Consignes |
a - D'après la critique du roman « Prélude à son absence », qu'est-ce qui décuple la prise de risque de ce premier roman ?
b - Reproduisez à l'identique, dans la critique du roman « Prélude à son absence », le passage allant de « Le choix de » jusqu'à « une lumière crue. ».
c - Poursuivez la critique du roman « Prélude à son absence » à partir de sa dernière phrase.

------ Texte fourni ------

La rentrée littéraire est un peu moins abondante que les années précédentes mais elle fait tout de même la place à des premiers romans. C’est le cas de celui de Robin Josserand, « Prélude à son absence ».
Le choix de l’autofiction pour ce trentenaire prend le parti d’une écriture à vif. Pour ce premier roman, la prise de risque est décuplée par le regard que l’auteur porte sur les personnages, fictifs ou non. Deux personnages pour être précis : Robin (pourquoi changer de prénom autant être explicite), auteur et bibliothécaire à Lyon et Sven, jeune sans domicile. Robin est fasciné par la beauté de Sven. Le jeu de séduction s’engage de la part de Robin. Sven n’y est pas sensible mais sait s’en servir tout au long de l’histoire. Apparition, disparition, voyage ensemble. Le jeune sans domicile sert de révélateur, de miroir, au narrateur. Une sorte d’autoportrait sentimental dessiné sous une lumière crue.
Robin Josserand utilise les situations et le genre des romans homosexuels des années 80. Il va jusqu’à faire jouer un rôle à un ouvrage de Jean Genêt volé à la bibliothèque. La référence au pouvoir de séduction des « bad boys », tant décrits par Genêt émerge au fil de cette première partie. On pourrait s’étonner de ces références chez un si jeune auteur, mais il n’est pas dupe et nous fait partager son aventure d’écriture, sa recherche d’un thème, d’un style :
Pourquoi écrire ce livre ? Comment, surtout, ne pas être à la bonne distance ? Comme un texte à rebours, j’expose cette rencontre telle que l’on s’éprenait d’un jeune homme il y a trente ans. (…) Mais je crois qu’il faut tout de même écrire avec la verve de l’adolescence, seulement nous raconter nous, Sven et moi, le tragique de cette histoire, mon désir sale, ambigu, mauvais. Il faut enfin écrire la grâce de cet amour dont il ne veut pas et qui l’encombre.

------ Extraits de la liste ------

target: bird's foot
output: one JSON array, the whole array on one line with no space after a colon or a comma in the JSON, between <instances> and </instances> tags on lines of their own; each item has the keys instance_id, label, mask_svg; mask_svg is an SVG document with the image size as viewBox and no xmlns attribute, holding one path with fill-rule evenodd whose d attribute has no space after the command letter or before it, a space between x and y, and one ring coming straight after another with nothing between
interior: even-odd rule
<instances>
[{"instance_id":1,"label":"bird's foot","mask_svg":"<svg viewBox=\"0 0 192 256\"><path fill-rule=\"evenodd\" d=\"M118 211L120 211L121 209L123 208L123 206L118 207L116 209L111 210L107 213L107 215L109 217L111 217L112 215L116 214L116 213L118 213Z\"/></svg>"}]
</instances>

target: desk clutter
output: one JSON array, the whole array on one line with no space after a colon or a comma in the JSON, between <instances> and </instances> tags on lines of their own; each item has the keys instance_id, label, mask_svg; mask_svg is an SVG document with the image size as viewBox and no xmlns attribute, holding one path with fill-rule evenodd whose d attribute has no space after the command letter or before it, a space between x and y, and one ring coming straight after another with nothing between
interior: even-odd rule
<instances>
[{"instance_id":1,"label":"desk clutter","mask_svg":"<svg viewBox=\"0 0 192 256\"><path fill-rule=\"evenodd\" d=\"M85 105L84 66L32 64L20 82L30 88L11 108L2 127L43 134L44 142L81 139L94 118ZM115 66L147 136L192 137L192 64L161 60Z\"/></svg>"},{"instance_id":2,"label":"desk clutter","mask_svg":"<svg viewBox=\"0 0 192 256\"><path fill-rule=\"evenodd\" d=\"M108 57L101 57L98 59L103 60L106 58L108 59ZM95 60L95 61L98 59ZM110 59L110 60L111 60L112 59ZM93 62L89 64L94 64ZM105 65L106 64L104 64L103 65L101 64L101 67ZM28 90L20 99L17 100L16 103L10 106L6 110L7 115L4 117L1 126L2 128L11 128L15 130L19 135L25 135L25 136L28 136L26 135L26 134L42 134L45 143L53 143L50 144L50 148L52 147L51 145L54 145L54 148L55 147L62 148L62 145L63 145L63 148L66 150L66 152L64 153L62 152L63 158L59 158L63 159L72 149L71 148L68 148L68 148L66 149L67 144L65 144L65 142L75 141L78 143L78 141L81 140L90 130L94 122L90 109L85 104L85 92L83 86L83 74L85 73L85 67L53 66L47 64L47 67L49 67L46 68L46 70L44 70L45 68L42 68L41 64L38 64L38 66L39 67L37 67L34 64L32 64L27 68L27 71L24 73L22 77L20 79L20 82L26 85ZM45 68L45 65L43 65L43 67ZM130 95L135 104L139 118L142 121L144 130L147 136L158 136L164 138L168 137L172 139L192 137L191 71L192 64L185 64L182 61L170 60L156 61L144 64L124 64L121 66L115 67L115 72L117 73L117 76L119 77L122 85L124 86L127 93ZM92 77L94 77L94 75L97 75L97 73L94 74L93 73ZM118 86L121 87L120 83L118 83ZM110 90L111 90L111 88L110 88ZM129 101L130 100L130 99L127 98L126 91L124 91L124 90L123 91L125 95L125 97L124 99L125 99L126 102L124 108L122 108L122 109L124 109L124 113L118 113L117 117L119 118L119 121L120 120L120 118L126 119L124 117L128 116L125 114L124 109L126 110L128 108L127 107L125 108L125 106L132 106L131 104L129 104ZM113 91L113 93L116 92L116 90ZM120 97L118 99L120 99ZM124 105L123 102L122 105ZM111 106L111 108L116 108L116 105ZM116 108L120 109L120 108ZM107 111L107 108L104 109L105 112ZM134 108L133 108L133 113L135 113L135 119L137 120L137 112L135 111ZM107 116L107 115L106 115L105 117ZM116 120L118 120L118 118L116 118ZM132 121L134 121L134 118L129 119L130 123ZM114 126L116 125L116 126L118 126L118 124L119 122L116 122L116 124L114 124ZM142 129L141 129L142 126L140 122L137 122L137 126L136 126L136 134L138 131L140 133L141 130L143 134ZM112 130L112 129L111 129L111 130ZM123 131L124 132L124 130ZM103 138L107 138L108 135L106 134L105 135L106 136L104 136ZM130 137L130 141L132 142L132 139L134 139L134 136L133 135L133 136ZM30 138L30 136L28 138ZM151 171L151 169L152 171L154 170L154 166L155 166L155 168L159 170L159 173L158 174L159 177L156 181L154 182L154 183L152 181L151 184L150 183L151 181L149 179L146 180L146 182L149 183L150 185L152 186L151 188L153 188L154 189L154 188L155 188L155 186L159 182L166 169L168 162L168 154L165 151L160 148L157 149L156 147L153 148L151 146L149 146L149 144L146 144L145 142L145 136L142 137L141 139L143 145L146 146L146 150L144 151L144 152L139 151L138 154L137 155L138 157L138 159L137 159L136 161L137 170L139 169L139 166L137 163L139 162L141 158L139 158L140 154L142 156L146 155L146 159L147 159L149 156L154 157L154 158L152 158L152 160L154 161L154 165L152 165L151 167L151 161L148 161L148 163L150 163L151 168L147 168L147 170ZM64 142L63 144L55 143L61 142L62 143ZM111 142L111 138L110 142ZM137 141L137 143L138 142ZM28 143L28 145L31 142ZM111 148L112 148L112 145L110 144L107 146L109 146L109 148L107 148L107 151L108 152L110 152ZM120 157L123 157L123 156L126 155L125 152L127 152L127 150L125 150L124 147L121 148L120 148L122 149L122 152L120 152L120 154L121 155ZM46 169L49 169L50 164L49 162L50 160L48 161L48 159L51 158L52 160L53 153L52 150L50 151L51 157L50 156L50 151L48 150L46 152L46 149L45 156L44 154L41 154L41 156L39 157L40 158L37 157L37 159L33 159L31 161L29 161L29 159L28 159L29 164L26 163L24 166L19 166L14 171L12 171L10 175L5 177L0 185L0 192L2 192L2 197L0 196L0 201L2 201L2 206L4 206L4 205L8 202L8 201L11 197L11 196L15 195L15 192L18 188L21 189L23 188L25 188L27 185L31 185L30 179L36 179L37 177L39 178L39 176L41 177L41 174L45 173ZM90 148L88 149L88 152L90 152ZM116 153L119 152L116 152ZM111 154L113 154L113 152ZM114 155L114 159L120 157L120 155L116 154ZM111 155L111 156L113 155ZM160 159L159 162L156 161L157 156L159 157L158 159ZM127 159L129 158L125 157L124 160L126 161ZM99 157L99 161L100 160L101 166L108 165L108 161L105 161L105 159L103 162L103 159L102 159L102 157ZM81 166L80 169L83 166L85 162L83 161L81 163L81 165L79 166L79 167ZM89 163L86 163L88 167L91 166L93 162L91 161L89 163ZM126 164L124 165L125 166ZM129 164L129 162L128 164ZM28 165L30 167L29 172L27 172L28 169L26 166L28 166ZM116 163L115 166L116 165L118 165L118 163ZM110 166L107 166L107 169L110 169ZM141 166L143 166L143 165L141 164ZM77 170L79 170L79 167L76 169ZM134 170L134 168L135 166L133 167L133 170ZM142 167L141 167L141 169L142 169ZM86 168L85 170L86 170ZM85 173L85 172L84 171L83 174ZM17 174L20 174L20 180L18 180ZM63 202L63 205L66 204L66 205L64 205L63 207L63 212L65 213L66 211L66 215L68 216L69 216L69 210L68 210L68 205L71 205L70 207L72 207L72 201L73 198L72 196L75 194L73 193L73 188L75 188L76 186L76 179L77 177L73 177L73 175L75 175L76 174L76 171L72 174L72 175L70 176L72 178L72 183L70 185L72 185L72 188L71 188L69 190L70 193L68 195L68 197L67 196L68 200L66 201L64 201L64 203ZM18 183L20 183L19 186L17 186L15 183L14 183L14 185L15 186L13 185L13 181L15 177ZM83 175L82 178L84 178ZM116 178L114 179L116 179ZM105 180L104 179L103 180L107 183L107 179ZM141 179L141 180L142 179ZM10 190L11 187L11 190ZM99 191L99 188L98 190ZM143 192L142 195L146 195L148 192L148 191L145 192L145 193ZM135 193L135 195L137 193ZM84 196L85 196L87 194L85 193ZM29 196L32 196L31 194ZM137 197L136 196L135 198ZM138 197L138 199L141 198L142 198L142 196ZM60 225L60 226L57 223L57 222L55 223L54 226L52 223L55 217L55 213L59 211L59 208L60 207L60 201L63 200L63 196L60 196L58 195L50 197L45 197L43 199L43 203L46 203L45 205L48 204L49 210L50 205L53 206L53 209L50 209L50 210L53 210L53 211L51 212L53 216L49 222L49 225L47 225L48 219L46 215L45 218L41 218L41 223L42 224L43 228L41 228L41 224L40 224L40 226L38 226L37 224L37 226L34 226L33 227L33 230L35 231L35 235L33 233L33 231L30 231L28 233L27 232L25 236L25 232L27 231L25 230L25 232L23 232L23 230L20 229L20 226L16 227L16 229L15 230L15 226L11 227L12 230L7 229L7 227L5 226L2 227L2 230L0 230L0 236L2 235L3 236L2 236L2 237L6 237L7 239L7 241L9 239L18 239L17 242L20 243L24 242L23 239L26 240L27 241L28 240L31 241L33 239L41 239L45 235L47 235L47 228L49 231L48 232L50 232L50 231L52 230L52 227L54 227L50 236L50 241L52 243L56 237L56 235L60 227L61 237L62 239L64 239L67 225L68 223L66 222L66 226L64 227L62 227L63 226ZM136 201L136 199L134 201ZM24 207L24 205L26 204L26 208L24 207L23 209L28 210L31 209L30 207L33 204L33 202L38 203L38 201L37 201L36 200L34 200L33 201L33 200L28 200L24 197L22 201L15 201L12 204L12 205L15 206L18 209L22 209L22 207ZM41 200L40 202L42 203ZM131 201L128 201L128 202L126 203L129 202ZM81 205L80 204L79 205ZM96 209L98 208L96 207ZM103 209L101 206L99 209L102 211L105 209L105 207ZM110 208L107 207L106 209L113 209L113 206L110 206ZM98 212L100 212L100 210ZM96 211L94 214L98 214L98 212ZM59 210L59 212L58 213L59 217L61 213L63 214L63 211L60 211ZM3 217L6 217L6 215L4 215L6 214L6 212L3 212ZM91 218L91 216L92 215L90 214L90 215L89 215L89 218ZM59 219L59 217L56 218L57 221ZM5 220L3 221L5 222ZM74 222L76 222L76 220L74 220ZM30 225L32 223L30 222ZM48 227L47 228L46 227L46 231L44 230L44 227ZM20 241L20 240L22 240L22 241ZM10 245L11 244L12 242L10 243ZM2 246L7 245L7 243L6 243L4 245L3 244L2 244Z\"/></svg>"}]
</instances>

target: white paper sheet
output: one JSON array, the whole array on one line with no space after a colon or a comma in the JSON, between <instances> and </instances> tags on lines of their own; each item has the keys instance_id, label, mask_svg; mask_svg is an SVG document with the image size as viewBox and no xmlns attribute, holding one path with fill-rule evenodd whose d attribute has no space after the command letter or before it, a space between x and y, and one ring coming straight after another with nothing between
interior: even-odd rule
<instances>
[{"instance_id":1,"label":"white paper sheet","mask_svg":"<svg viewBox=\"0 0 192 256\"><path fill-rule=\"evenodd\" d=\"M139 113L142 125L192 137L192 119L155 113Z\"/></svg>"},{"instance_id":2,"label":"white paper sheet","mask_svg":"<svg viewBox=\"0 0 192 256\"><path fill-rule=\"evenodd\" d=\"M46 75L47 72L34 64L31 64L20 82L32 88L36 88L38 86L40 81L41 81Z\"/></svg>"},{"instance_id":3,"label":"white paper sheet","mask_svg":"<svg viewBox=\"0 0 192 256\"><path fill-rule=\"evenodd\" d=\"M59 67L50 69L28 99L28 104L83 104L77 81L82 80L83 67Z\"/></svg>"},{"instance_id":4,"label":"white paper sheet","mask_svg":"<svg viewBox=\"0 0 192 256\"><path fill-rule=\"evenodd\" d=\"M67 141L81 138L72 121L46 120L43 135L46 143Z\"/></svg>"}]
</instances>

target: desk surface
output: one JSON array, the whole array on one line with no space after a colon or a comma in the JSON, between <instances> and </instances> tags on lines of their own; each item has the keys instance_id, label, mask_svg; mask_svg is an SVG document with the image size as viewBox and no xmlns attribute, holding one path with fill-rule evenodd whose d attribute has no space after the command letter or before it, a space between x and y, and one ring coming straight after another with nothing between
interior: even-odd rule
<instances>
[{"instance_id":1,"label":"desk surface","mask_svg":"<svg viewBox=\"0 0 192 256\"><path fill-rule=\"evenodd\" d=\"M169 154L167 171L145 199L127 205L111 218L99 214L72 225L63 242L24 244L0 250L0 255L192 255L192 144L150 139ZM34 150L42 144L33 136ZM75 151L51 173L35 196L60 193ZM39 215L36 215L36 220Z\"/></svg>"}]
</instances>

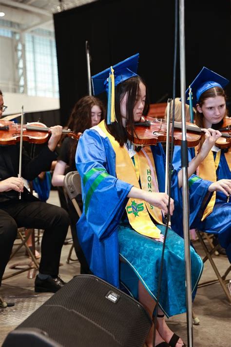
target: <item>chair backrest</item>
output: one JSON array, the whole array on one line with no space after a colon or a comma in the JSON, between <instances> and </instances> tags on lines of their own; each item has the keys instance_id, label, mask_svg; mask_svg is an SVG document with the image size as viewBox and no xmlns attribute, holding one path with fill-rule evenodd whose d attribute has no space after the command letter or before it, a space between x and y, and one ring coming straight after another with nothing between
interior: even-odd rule
<instances>
[{"instance_id":1,"label":"chair backrest","mask_svg":"<svg viewBox=\"0 0 231 347\"><path fill-rule=\"evenodd\" d=\"M71 200L82 194L81 179L77 171L70 171L65 175L64 181L66 191Z\"/></svg>"}]
</instances>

------

Liste des réponses |
a - La prise de risque est décuplée par le regard que l'auteur porte sur les personnages, qu'ils soient fictifs ou non.

b -
Le choix de l’autofiction pour ce trentenaire prend le parti d’une écriture à vif. Pour ce premier roman, la prise de risque est décuplée par le regard que l’auteur porte sur les personnages, fictifs ou non. Deux personnages pour être précis : Robin (pourquoi changer de prénom autant être explicite), auteur et bibliothécaire à Lyon et Sven, jeune sans domicile. Robin est fasciné par la beauté de Sven. Le jeu de séduction s’engage de la part de Robin. Sven n’y est pas sensible mais sait s’en servir tout au long de l’histoire. Apparition, disparition, voyage ensemble. Le jeune sans domicile sert de révélateur, de miroir, au narrateur. Une sorte d’autoportrait sentimental dessiné sous une lumière crue.

c -
Robin Josserand
Ainsi après cette mise au point au cœur du livre, et le prétexte d’un voyage en commun loin de Lyon sur l’île de Groix, Robin Josserand installe une sorte de polar psychologique dans son histoire. Un cheminement proche d’une analyse.
Ses sentiments décrits à l’extrême, mais en retenue, prennent des accents romantiques au sens du XIXe siècle. La mise en musique est signé Glenn Gould. Ses interprétations pianistiques rythment les moments de vie de Robin et Sven.
Plus que se fuir, l’auteur se prend à bras le corps avec toute sa fougue et ses doutes. Sven est-il bien présent aux côtés du narrateur ? N’est-il qu’une idée, un souvenir ? Un bon personnage en tout cas pour son narrateur-auteur.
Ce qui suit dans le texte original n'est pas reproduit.